[START OF RECORDS FOR THIS TASK]
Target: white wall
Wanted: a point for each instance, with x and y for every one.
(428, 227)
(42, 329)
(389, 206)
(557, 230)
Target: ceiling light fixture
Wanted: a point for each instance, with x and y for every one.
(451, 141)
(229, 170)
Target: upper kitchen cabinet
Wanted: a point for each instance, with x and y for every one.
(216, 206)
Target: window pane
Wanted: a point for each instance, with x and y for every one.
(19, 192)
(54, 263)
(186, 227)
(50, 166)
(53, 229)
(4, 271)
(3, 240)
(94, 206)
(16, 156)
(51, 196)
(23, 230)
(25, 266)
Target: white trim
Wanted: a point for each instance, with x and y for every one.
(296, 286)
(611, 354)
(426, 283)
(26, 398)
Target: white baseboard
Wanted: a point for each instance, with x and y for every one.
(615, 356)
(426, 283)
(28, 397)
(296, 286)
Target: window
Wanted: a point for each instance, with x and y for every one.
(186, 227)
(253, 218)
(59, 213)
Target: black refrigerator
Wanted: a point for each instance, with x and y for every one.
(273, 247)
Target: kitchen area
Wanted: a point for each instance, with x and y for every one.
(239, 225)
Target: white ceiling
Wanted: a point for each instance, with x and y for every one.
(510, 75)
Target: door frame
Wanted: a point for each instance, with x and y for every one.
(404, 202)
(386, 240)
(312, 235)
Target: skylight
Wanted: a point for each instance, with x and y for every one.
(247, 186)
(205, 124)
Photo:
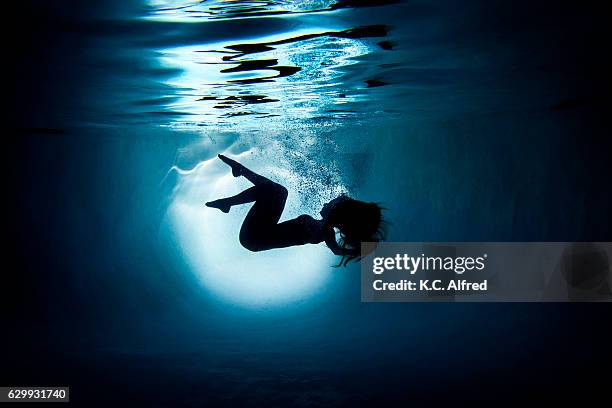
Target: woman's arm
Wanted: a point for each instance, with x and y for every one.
(330, 241)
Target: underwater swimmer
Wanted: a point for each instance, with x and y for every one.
(356, 221)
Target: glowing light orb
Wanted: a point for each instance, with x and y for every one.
(209, 241)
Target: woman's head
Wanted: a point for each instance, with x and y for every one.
(357, 222)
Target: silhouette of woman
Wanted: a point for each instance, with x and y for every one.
(356, 221)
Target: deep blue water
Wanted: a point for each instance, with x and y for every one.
(485, 121)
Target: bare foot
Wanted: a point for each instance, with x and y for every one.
(236, 167)
(219, 205)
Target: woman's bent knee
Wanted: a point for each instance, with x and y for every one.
(250, 244)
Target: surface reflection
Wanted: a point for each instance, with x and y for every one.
(295, 75)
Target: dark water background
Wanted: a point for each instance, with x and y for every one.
(475, 121)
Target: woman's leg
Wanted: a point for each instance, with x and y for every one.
(257, 232)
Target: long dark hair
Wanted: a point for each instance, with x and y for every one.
(357, 221)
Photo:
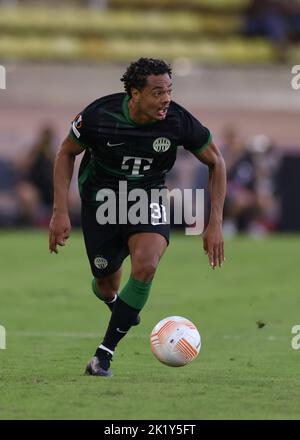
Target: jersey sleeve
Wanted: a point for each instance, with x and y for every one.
(195, 137)
(79, 129)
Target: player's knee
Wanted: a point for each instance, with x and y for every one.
(143, 268)
(107, 288)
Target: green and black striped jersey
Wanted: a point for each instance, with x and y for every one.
(117, 148)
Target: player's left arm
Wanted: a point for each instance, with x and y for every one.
(213, 243)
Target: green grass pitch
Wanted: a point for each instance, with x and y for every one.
(54, 323)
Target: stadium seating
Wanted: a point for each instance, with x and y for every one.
(208, 31)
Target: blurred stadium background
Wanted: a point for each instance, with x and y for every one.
(232, 63)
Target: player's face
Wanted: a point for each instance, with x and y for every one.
(154, 100)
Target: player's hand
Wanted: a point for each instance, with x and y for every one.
(213, 245)
(59, 231)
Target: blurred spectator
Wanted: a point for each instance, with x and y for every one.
(250, 203)
(266, 17)
(35, 186)
(8, 203)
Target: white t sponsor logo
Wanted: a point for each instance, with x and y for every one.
(100, 262)
(160, 145)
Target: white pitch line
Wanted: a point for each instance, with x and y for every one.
(92, 335)
(82, 335)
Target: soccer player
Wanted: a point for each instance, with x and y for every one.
(131, 137)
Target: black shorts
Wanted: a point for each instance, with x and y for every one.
(107, 245)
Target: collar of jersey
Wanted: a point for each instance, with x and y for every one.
(127, 115)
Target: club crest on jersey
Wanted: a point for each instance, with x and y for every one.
(100, 262)
(160, 145)
(77, 125)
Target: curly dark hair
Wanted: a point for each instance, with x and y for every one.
(138, 71)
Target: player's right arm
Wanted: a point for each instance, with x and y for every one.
(60, 225)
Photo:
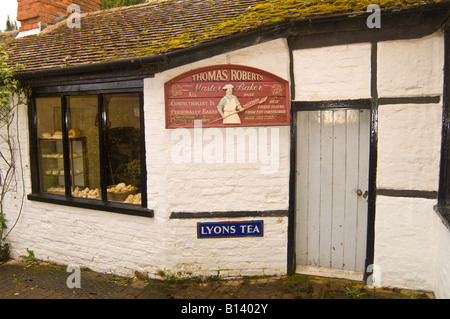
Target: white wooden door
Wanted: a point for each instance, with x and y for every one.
(332, 172)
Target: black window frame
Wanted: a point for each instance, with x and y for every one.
(99, 89)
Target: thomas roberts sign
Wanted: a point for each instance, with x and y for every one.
(227, 95)
(254, 228)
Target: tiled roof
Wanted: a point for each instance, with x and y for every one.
(161, 26)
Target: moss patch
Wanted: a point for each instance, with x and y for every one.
(270, 13)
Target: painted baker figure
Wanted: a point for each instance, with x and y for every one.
(227, 106)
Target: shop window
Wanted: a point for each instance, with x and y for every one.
(90, 147)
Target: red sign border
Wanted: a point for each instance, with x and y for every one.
(284, 82)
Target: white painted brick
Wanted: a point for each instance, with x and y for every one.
(409, 144)
(335, 72)
(405, 242)
(411, 67)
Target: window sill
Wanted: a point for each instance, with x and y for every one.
(444, 214)
(113, 207)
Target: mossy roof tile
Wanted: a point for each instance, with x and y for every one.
(166, 25)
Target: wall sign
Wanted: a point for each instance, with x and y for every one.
(253, 228)
(227, 95)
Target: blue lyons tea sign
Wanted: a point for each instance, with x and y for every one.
(253, 228)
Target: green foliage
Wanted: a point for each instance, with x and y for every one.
(11, 95)
(30, 257)
(107, 4)
(10, 26)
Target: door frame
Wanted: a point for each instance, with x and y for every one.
(297, 106)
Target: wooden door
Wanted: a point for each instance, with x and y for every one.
(332, 168)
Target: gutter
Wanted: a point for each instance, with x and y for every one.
(95, 67)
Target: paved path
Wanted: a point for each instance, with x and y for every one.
(42, 280)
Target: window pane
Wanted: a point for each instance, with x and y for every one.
(123, 147)
(84, 152)
(50, 147)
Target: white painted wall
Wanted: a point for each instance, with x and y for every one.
(442, 267)
(121, 244)
(331, 73)
(411, 242)
(409, 146)
(411, 67)
(405, 242)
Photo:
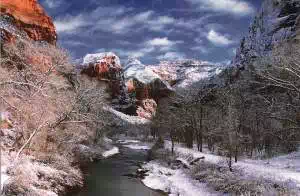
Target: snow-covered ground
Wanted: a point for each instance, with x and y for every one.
[END OF RECORDS FOR THIS TASK]
_PROBLEM TO WORK ON_:
Arrange the lines of the source data above as a numbered list, covering all of the data and omitting blank lines. Leave the pictures out of the answer.

_RESPONSE TO THIS TASK_:
1. Target: white wall
2. Wanted: a point for each instance, with x and y for every one.
3. (428, 227)
4. (42, 329)
5. (389, 206)
6. (557, 230)
7. Target: ceiling light fixture
8. Wanted: a point for each instance, with x and y for every one.
9. (451, 141)
10. (229, 170)
11. Target: upper kitchen cabinet
12. Wanted: a point for each instance, with x and y for every one.
13. (216, 206)
14. Target: window pane
15. Wanted: a point for each instance, with x and y for every one.
16. (19, 192)
17. (54, 263)
18. (186, 227)
19. (50, 166)
20. (53, 229)
21. (4, 271)
22. (3, 240)
23. (94, 206)
24. (16, 156)
25. (51, 196)
26. (23, 230)
27. (25, 266)
28. Target: white trim
29. Wanted: a point for each instance, with x and y for every one.
30. (296, 286)
31. (611, 354)
32. (426, 283)
33. (26, 398)
34. Target: white baseboard
35. Wanted: a point for each instance, with x and y for every one.
36. (615, 356)
37. (426, 283)
38. (28, 397)
39. (296, 286)
40. Target: window
41. Wanted: a point for each instance, with x and y for every one.
42. (186, 227)
43. (253, 218)
44. (59, 213)
45. Target: black refrigerator
46. Wanted: a point for each instance, with x and y for every one.
47. (273, 247)
48. Target: kitchen area
49. Wanted: a point for each instance, with x and y for every one.
50. (239, 225)
51. Target: white ceiling
52. Wanted: a point for each instance, with x and y for every one.
53. (510, 75)
54. Target: door frame
55. Wanted: a point for each instance, with x and y for every one.
56. (404, 202)
57. (386, 240)
58. (312, 235)
59. Target: skylight
60. Wanted: a point for each instance, with x and y for every one.
61. (247, 186)
62. (205, 124)
63. Photo:
64. Target: woman's arm
65. Wanted: a point for each instance, with x and y for every one.
66. (330, 241)
67. Target: underwater swimmer
68. Wanted: a point for each instance, with x and y for every one.
69. (356, 221)
70. Target: glowing light orb
71. Wanted: a point for each instance, with x and y for every one.
72. (209, 241)
73. Target: woman's head
74. Wanted: a point for each instance, with x and y for every one.
75. (357, 222)
76. Target: silhouette of woman
77. Wanted: a point for each instance, with x and y for every one.
78. (356, 221)
79. Target: deep blue water
80. Wanted: a point for each instance, with x and y for every one.
81. (485, 121)
82. Target: bare foot
83. Wanted: a point for each instance, with x and y for every one.
84. (236, 167)
85. (219, 205)
86. Target: woman's bent knee
87. Wanted: a point for each instance, with x and y for every one.
88. (250, 244)
89. Target: surface reflection
90. Wanted: a point for each instance, with x and y for every one.
91. (295, 75)
92. Target: dark water background
93. Wanted: a point for each instance, with x and y for every one.
94. (475, 121)
95. Target: woman's leg
96. Wanted: a point for each instance, with x and y for every one.
97. (257, 232)
98. Target: long dark hair
99. Wanted: a point for each instance, with x and y for every one.
100. (357, 221)
101. Photo:
102. Target: jersey sleeve
103. Wanted: a point for each instance, with x and y for every one.
104. (195, 137)
105. (79, 129)
106. Target: player's knee
107. Wanted: a point for each instance, with x and y for every one.
108. (143, 268)
109. (107, 288)
110. Target: green and black striped jersey
111. Wanted: a point for each instance, with x and y for every one.
112. (117, 148)
113. Target: player's left arm
114. Wanted: a point for each instance, with x and y for every one.
115. (213, 243)
116. Target: green grass pitch
117. Wanted: a point for each instance, with x and y for every one.
118. (54, 323)
119. Target: stadium seating
120. Wanted: a point for each instance, with x and y for every one.
121. (208, 31)
122. Target: blurred stadium background
123. Wanted: a point for each instance, with x and y for every one.
124. (232, 63)
125. Target: player's face
126. Wanted: a point for each instance, with x and y for every one.
127. (154, 100)
128. Target: player's hand
129. Wanted: a point for each instance, with x and y for every one.
130. (213, 245)
131. (59, 231)
132. Target: blurred spectator
133. Wanted: a point for each instance, with x and y for every one.
134. (250, 203)
135. (266, 17)
136. (35, 186)
137. (8, 203)
138. Target: white t sponsor logo
139. Wanted: a point for each instance, with x and y for every one.
140. (100, 262)
141. (160, 145)
142. Target: white pitch line
143. Wanted: a point for each instance, with x and y for every one.
144. (92, 335)
145. (82, 335)
146. Target: soccer player
147. Wanted: a point for each instance, with x and y for every one.
148. (131, 137)
149. Target: black shorts
150. Wanted: a point for each instance, with x and y for every one.
151. (107, 245)
152. Target: collar of jersey
153. Wanted: a point for each instance, with x and y for every one.
154. (127, 115)
155. Target: club crest on jersey
156. Wanted: a point for each instance, with x and y for every one.
157. (100, 262)
158. (160, 145)
159. (77, 125)
160. Target: curly dark hair
161. Wanted: a point for each instance, with x and y for every one.
162. (138, 71)
163. Target: player's right arm
164. Wanted: a point for each instance, with x and y for every one.
165. (60, 225)
166. Photo:
167. Target: white wooden door
168. Wanted: a point for each instance, with x and y for every one.
169. (332, 172)
170. Target: black window frame
171. Wanted: a point for each instance, with x and y for every one.
172. (99, 89)
173. Target: thomas roberts sign
174. Wanted: a point for each instance, with x and y for every one.
175. (227, 95)
176. (254, 228)
177. Target: tiled roof
178. Wanted: a point for each instance, with x and y for every one.
179. (161, 26)
180. Target: moss patch
181. Wanted: a point for each instance, with x and y for every one.
182. (270, 13)
183. Target: painted baker figure
184. Wanted: a point for each instance, with x and y for every one.
185. (227, 106)
186. Target: shop window
187. Wanted: a point for each instance, with x and y for every one.
188. (90, 147)
189. Target: red sign border
190. Wanted: a point for each instance, with x and y for every one.
191. (284, 82)
192. Target: white painted brick
193. Wanted: a point for each instance, with x and y for every one.
194. (409, 144)
195. (335, 72)
196. (405, 242)
197. (411, 67)
198. Target: window sill
199. Wanted: a point for each instance, with x and y for every one.
200. (444, 214)
201. (113, 207)
202. Target: mossy roof tile
203. Wanted: a point for each instance, with x and y for every one.
204. (166, 25)
205. Target: wall sign
206. Wanted: a point for each instance, with x and y for every one.
207. (253, 228)
208. (227, 95)
209. Target: blue lyons tea sign
210. Wanted: a point for each instance, with x and y for every one.
211. (253, 228)
212. Target: green foliage
213. Wanted: a point for each instance, with x and y for every one.
214. (11, 95)
215. (30, 257)
216. (107, 4)
217. (10, 26)
218. Target: door frame
219. Wanted: a point for each instance, with x and y for every one.
220. (297, 106)
221. Target: wooden door
222. Wanted: a point for each instance, with x and y for every one.
223. (332, 168)
224. Target: gutter
225. Wanted: a point for each instance, with x and y for every one.
226. (95, 67)
227. Target: paved path
228. Wanted: a point for each instance, with x and y for every one.
229. (42, 280)
230. Target: window pane
231. Wanted: a point for each instance, with x and y for every one.
232. (123, 147)
233. (84, 152)
234. (50, 147)
235. Target: white painted wall
236. Wanted: a point for each instance, with x and y for every one.
237. (442, 267)
238. (121, 244)
239. (331, 73)
240. (411, 242)
241. (409, 146)
242. (411, 67)
243. (405, 242)
244. Photo:
245. Target: snow-covered ground
246. Wanted: a point for each instance, with x and y for every one.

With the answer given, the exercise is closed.